### QUESTIONS ON THE MATERIAL
1. In the passage about technology and the poor, how soon after delivering their milk were the Gujarat producers given a payment chit?
2. Pick up the passage about technology and the poor right after its last sentence, and keep writing in the same style.

======== EXCERPTED PASSAGE

Shah Banu is a widow who used to have no source of income to feed herself or her five children. Like most women in her village, she is illiterate. Like most widows, there is an insuperable stigma against her remarrying. She lives in a remote village with no telephone. A representative of the Grameen Bank, well known for its micro-lending schemes to the poor in Bangladesh, especially to poor women, approached her with a proposal: They would give her a cellular phone on loan. She could use it to charge her fellow villagers for calls, repay the cost of the phone, and keep the balance. Now Shah Banu has a reliable source of income for herself and her children, and she has become a respected and singularly important person in her village.

 

The Gujarat milk cooperative system is well established. Producers bring their milk to a central collection point where it is measured and its butterfat content evaluated. Volume was easily determined. Butterfat content was less easily determined, and producers complained they were being cheated by fraudulent assessments. Moreover, they were not paid until the butterfat assessments were made, a lengthy process, and often had to wait for long periods without knowing exactly how much they would be paid. Then, computer-based assessment equipment was introduced allowing the milk’s butterfat content to be accurately assessed on the spot. The corrupt middlemen were eliminated, and the producers were issued a payment chit within a few minutes of delivering their milk.

 

Like many pregnant women in Dharavi, Mumbai’s biggest slum, Shalini suffers from anemia. Her meager diet is simply too low in iron. Shalini is now getting iron supplements thanks to a UNICEF program supported by WebMD. Outreach medical workers at Mumbai’s Sion Hospital are tracking Shalini’s and others’ response to the iron supplements program for WebMD’s internet service linking health care workers across the digital divide. They are also able to access data from similar efforts to improve maternal health around the world, and integrate it into their own local initiative.

================
======== SUPPLIED ENTRIES

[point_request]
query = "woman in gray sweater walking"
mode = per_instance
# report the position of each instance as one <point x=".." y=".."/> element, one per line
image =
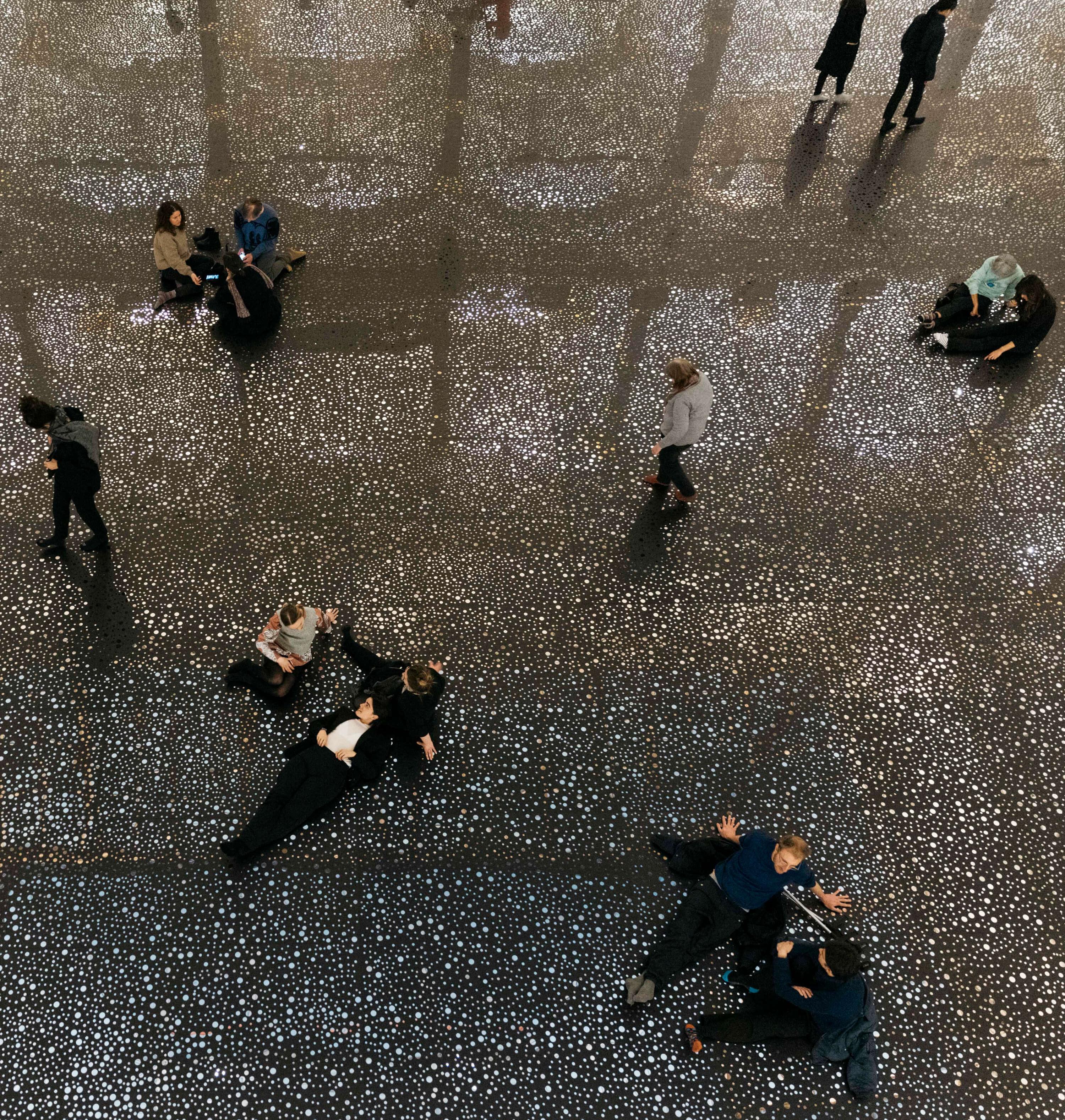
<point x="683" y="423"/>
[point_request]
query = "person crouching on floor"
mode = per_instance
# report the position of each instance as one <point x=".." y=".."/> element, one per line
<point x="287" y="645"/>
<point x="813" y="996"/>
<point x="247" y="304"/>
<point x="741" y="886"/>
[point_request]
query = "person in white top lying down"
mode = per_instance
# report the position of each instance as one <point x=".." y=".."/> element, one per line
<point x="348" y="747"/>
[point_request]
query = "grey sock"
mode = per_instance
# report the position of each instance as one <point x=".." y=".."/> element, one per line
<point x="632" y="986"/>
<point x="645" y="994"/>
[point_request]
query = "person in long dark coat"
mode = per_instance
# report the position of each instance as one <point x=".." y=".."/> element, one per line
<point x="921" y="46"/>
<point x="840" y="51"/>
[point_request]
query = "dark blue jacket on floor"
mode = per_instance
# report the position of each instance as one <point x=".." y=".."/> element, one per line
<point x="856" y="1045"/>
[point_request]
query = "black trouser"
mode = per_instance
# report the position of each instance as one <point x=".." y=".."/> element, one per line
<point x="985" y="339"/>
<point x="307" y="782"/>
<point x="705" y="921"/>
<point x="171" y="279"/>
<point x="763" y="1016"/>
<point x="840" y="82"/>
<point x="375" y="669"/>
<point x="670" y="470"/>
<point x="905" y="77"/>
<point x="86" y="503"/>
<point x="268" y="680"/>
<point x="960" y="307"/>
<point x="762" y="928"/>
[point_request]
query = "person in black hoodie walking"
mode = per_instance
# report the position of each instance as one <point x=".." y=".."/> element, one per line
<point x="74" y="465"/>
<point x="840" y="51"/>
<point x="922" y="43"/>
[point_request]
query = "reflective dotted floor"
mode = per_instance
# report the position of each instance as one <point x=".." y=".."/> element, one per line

================

### SET OF ANSWERS
1. Within a few minutes.

2.
Hari, 12 years old, lives in one of Delhi’s worse slums. He attended school up to third grade, then dropped out to help his family eek out a living collecting and selling recyclable plastic discards. His father is in poor health, and may soon have to give up his job driving a three-wheeler rickshaw in the far suburbs. His mother died soon after the birth of Hari’s 2-year-old sister. If his father has to stop working, there is no way Hari can provide for the family. Luckily, Raj Shah, a successful software engineer settled in Austin, Texas, has started a computer programming training school in Hari’s slum, using donated used computers from American companies upgrading their systems. Hari has enrolled in the school, where he receives free training and a hot lunch every day. He is also learning English, and improving his reading and writing in Hindi as well. His new skills will be in high demand in India’s booming information technology sector.

 

The village of Kizhur in India’s southern state of Tamil Nadu is home to a community of weavers going back untold generations. Their traditional product is handwoven lungis, the traditional male garment of South India. In recent years, as wearing trousers has become more popular, it has become more and more difficult for the weavers to sell their cloth. Then they were approached by a representative of PEOPLink, an internet e-commerce initiative that links producers around the world directly to market, about supplying a nearby sewing cooperative with their handwoven cotton cloth for making placemats, napkins and tablecloths for sale on the internet. The sewing cooperative is doing a brisk business on PEOPLink’s web site and needs more cloth to keep production up with increasing demand. A deal was struck, and the weavers of Kizhur are now able to sell as much cloth as they can produce.